--- 제공된 자료 ---

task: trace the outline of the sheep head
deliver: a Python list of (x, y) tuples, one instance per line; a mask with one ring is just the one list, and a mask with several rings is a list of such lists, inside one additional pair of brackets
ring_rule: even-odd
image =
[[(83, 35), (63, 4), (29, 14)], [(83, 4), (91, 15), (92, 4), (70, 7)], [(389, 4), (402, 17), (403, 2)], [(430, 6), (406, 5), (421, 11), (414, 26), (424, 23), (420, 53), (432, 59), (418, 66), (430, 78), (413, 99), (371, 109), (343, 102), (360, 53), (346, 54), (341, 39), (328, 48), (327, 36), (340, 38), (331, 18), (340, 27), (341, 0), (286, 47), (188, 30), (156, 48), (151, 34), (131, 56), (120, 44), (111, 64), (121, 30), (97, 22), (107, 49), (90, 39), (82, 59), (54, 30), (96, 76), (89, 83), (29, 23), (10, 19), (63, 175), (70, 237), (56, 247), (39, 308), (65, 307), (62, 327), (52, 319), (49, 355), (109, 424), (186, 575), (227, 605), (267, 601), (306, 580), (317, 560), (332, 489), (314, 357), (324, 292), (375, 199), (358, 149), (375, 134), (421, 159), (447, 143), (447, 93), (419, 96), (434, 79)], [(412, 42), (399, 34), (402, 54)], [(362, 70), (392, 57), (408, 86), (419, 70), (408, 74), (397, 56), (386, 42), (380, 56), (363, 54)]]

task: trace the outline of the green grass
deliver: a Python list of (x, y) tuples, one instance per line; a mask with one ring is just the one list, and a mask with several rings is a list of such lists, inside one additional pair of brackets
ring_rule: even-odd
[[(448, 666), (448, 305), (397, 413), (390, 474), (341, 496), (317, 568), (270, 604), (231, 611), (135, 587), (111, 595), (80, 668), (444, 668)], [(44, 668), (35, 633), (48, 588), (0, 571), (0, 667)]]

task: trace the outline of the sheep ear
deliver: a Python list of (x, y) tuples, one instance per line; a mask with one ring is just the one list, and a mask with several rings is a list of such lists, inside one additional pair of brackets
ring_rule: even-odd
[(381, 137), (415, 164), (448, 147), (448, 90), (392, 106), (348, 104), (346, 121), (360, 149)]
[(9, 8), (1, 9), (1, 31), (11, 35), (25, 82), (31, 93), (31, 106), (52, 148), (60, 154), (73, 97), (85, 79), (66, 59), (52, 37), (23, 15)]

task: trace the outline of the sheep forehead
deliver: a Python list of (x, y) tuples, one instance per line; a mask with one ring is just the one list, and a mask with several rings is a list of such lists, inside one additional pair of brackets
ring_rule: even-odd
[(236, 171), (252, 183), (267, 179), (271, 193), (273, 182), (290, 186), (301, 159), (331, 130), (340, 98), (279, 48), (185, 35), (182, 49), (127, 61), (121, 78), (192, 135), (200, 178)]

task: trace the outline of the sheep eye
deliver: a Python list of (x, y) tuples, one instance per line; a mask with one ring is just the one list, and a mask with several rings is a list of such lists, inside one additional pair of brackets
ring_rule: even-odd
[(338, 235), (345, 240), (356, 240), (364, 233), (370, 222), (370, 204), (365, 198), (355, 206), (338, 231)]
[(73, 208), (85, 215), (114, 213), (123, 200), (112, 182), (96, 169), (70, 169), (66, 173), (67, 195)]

---
--- 제공된 자료 ---

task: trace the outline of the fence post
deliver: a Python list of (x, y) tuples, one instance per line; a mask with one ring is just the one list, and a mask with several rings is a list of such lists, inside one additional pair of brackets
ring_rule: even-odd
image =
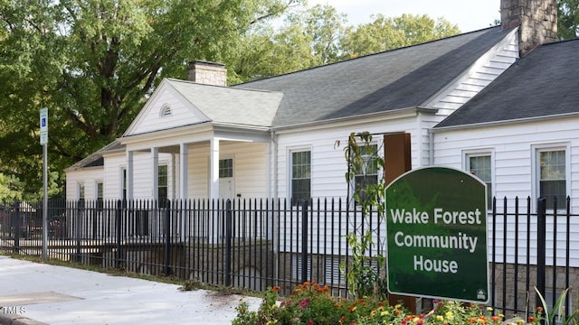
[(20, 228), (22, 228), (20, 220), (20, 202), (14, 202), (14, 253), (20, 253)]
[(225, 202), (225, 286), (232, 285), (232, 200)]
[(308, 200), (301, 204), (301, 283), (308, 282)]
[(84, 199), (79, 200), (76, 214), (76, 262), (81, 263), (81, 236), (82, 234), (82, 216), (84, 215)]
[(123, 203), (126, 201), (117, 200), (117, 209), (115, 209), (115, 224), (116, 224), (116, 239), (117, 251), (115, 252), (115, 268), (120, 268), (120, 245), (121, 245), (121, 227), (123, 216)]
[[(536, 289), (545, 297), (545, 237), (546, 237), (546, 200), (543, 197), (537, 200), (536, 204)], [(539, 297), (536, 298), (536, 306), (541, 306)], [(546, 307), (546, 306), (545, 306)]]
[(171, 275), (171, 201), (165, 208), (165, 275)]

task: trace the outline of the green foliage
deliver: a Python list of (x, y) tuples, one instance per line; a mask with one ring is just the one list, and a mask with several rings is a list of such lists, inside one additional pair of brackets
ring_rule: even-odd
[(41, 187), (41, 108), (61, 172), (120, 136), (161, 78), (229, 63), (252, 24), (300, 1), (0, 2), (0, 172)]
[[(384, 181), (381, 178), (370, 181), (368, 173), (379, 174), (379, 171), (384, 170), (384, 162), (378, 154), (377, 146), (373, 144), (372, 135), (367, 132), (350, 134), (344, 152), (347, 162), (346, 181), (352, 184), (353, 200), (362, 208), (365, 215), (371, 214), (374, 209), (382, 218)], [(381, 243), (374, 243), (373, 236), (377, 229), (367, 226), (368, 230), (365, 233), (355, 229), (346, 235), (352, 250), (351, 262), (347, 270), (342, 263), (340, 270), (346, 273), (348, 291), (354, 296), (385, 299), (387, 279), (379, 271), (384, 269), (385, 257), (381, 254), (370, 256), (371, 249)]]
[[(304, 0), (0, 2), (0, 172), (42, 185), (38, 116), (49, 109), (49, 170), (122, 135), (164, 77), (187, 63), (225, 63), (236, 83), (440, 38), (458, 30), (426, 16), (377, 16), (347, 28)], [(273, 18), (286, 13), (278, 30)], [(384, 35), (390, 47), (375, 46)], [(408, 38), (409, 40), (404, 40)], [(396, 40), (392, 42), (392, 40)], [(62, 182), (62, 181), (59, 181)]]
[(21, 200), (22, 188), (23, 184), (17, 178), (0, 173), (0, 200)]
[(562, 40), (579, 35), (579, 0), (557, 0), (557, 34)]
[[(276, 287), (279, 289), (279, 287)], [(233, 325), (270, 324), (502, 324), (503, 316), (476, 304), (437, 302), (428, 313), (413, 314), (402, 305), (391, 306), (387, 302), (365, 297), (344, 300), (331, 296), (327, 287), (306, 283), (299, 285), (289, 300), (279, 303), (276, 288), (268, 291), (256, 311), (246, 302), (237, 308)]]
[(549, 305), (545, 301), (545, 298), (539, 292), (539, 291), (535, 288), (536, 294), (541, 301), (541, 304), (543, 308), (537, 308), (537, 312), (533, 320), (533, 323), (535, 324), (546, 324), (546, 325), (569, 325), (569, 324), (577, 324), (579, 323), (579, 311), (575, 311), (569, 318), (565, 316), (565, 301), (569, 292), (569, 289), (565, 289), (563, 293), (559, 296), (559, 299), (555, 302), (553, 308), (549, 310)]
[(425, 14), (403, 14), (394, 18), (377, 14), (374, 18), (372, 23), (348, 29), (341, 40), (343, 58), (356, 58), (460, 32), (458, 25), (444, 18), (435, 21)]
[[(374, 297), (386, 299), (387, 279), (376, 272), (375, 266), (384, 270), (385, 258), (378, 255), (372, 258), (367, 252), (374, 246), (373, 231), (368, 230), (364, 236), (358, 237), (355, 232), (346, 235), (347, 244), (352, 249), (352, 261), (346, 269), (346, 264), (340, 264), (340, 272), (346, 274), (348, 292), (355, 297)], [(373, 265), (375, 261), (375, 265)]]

---
--- 제공된 자료 ---

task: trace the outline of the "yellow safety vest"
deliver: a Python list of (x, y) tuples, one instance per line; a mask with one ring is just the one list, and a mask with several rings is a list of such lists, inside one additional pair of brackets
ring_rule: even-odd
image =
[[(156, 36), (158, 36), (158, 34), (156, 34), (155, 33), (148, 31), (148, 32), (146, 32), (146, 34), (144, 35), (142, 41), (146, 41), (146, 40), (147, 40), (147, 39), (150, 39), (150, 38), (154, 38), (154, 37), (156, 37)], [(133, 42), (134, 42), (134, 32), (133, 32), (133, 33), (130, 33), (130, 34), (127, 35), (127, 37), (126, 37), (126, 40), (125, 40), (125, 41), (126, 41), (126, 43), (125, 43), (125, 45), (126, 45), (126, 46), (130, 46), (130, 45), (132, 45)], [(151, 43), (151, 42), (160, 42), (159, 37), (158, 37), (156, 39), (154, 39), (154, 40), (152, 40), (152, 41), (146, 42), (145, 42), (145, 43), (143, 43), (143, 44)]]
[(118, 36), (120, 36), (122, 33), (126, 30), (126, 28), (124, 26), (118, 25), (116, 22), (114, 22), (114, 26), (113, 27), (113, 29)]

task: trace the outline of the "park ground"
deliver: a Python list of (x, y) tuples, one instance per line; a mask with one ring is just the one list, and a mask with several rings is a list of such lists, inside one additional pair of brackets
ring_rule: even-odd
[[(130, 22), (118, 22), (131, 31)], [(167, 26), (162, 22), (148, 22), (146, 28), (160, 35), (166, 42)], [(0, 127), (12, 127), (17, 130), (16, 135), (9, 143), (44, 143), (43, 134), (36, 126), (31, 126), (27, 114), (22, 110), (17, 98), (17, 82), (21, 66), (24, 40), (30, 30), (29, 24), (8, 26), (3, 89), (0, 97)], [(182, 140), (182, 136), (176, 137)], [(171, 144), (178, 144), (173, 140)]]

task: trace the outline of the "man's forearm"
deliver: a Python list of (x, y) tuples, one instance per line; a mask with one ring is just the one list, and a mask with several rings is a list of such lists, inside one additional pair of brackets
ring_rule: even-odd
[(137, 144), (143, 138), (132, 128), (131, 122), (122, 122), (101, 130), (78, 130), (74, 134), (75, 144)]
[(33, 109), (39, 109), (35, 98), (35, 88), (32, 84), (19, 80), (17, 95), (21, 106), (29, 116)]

---

연습 문제: 위 자료에서 "task: trace the outline of the green grass" 문구가 들어 있는 줄부터 "571), (0, 667)]]" 문구가 들어 있는 줄까지, 양 끝 줄을 포함해 한 글자도 바꾸지 말고 옮겨 적으세요.

문제 답안:
task: trace the outline of the green grass
deliver: a Python list of (x, y) tuples, one instance per line; a mask with one ring is just the one list, and a mask with several rings is a list of such lists, inside one additional pair of brackets
ring_rule: even-odd
[[(448, 666), (448, 305), (397, 413), (390, 474), (341, 496), (317, 568), (270, 604), (231, 611), (135, 587), (111, 595), (80, 668), (444, 668)], [(44, 668), (35, 633), (48, 588), (0, 571), (0, 667)]]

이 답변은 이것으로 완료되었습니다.